### TEKS
--*--
Itulah sebabnya, salah satu persatuan yang dilakukan di gereja kita sejak beberapa bulan terakhir ini adalah persatuan para ibu rumah tangga. Pada setiap hari Selasa, kami bersatu untuk memikirkan kebutuhan anak-anak pada masa kini. Melalui persatuan itu, kami memimpikan hadirnya “Bina Iman Anak.”
Jika di jemaat mula-mula, orang-orang percaya tercerai-berai dan “kering” dalam spiritualitas tanpa persatuan, demikian juga tanpa adanya gereja orang-orang percaya zaman ini, orang akan semakin individualistis dan mati rasa terhadap kehidupan beriman.
Apakah Saudara termasuk orang-orang yang telah menjauh dari gereja atau merasa jauh dari kehidupan bergereja? Ingatlah, diperlukan tindakan aktif dan inisiatif dari kita untuk menyambut gereja Tuhan, yang disediakan untuk kita di zaman ini.
Kedua, mereka bertekun.
Dalam bahasa lainnya dikatakan mereka listening (mendengarkan). Orang percaya dalam jemaat mula-mula tekun mempelajari firman Tuhan. Mereka sangat menikmati berkat Tuhan sehingga mereka tidak putus-putusnya menggali dan mempelajari firman Tuhan. Sebaliknya, orang percaya yang tidak pernah belajar hal baru tentang firman Tuhan, adalah orang Kristen yang kehilangan berkat yang Tuhan sediakan bagi dirinya.
Banyak orang hanya ingin belajar secara kognitif dari khotbah yang mereka dengar pada kebaktian Minggu. Akhirnya ibadah Minggu tidak lebih dari duduk di bangku kuliah. Kita mengeluh saat dosen tidak mengajarkan hal-hal yang menarik untuk kita catat dan tidak menyampaikan kuliahnya dengan metode yang menakjubkan. Padahal pembelajaran yang sesungguhnya, terjadi ketika kita dengan tekun menantikan pesan dari Tuhan melalui berbagai cara. Tuhan dapat memberi pesan kepada kita saat kita berelasi dengan rekan sepelayanan kita, Tuhan juga dapat memberi pesan saat kita ramah kepada warga jemaat lainnya ketika minum teh sepulang kebaktian Minggu. Bahkan Tuhan mau memberi pesan saat kita terbuka untuk dibina, bersekutu dan ikut ambil bagian dalam panggilan untuk melayani-Nya.
Ketiga, mereka bersekutu.
--*--
### DATA TERSIMPAN
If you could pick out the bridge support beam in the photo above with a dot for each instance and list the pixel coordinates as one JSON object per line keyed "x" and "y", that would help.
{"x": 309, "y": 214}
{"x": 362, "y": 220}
--*--
### SOAL DAN TUGAS
a) Salin dengan tepat bagian renungan tentang jemaat mula-mula, dimulai dari kata-kata "Apakah Saudara termasuk" dan berhenti setelah kata-kata "di zaman ini.".
b) Tentukan apakah tiap pernyataan berikut sesuai dengan renungan tentang jemaat mula-mula, lalu jawab ya atau tidak disertai kutipan kata-kata dari renungan yang menentukannya: (i) Persatuan para ibu rumah tangga berkumpul setiap hari Selasa. (ii) Orang percaya dalam jemaat mula-mula jarang mempelajari firman Tuhan. (iii) Tuhan dapat memberi pesan ketika kita minum teh sepulang kebaktian Minggu.
c) Tuliskan lanjutan renungan tentang jemaat mula-mula, dimulai setelah kalimat terakhir yang ditampilkan.
Daftar tersebut sama sekali tidak berperan di sini.

### JAWABAN SOAL
a)
Apakah Saudara termasuk orang-orang yang telah menjauh dari gereja atau merasa jauh dari kehidupan bergereja? Ingatlah, diperlukan tindakan aktif dan inisiatif dari kita untuk menyambut gereja Tuhan, yang disediakan untuk kita di zaman ini.

b)
(i) Ya: "Pada setiap hari Selasa, kami bersatu untuk memikirkan kebutuhan anak-anak pada masa kini."
(ii) Tidak: "Orang percaya dalam jemaat mula-mula tekun mempelajari firman Tuhan."
(iii) Ya: "Tuhan juga dapat memberi pesan saat kita ramah kepada warga jemaat lainnya ketika minum teh sepulang kebaktian Minggu."

c)
Tahukah Saudara bahwa kualitas sebuah relasi hanya dapat diperoleh dengan adanya kuantitas dari pertemuan itu sendiri? Di zaman ini, kita dapat bertemu melalui handphone. Berbagai layanan telekomunikasi menawarkan pembicaraan dalam bentuk kelompok sehingga sekalipun tanpa tatap muka dengan orang-orang yang kita ajak bicara, kita sudah dapat tersenyum geli membaca ide dan pendapat mereka. Apakah hal itu merupakan persekutuan yang kontekstual di zaman ini? Tentu saja pertemuan secara fisik diperlukan, karena melalui pertemuan secara fisiklah kita diperkaya dengan berbagai perasaan yang menghidupkan jiwa kita.
Selain itu, persekutuan merupakan cara agar kemurahan hati kita muncul satu sama lainnya. Dalam jemaat mula-mula, mereka sampai menjual tanah milik mereka. Rupanya persekutuan membuahkan kemurahan hati. Roh Kudus bekerja sehingga saat mereka bertemu muka dengan muka dalam kumpulan orang percaya, hati mereka digerakkan untuk saling memenuhi kebutuhan masing-masing.
Terakhir
Tetapi bukan yang terburuk, justru sebuah gereja seharusnya menjadi gereja yang memberitakan Injil Tuhan. Di dalam Kisah Para Rasul 2 tadi dikatakan bahwa Tuhan menambah jumlah mereka setiap hari (ayat 47). Dan dengan jelas disebutkan bahwa penambahan jumlah mereka bukan karena mereka ingin makan bersama atau mendapatkan jatah hasil penjualan tanah yang dibagi-bagikan, tetapi karena mereka memberi diri sebagai orang yang diselamatkan.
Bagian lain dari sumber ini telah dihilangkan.